Task 1: From the page below on converting legacy MySQL text to UTF8, list every word written entirely in capital letters inside the SQL statement passed to LegacyBase.connection.execute.

Passage:
** BEGIN **

Skip to content
mokolabs edited this page May 17, 2011 · 5 revisions

How to convert legacy text from Latin1 to UTF8 in MYSQL

Here's a rake task which will connect to your legacy database and convert all your data into UTF8.

desc 'Convert the legacy db to UTF8 before the import'
  task :convert_to_utf8 => :environment do
    LegacyBase.connection.tables.each do |table|
      LegacyBase.connection.execute("ALTER TABLE #{table} CONVERT TO CHARACTER SET utf8;")

** END **

Data listing:
** BEGIN **

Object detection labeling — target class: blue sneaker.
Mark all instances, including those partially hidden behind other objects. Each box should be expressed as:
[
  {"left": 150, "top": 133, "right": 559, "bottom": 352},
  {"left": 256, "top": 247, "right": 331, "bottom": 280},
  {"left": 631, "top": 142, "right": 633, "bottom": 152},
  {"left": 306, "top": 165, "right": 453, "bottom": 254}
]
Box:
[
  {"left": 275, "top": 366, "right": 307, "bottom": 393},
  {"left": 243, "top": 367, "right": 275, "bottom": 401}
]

** END **

Task 2: Rewrite the entry above with "blue sneaker" replaced by "white sneaker" and everything else left the same.

Output 1: ALTER, TABLE, CONVERT, TO, CHARACTER, SET

Output 2:
Object detection labeling — target class: white sneaker.
Mark all instances, including those partially hidden behind other objects. Each box should be expressed as:
[
  {"left": 150, "top": 133, "right": 559, "bottom": 352},
  {"left": 256, "top": 247, "right": 331, "bottom": 280},
  {"left": 631, "top": 142, "right": 633, "bottom": 152},
  {"left": 306, "top": 165, "right": 453, "bottom": 254}
]
Box:
[
  {"left": 275, "top": 366, "right": 307, "bottom": 393},
  {"left": 243, "top": 367, "right": 275, "bottom": 401}
]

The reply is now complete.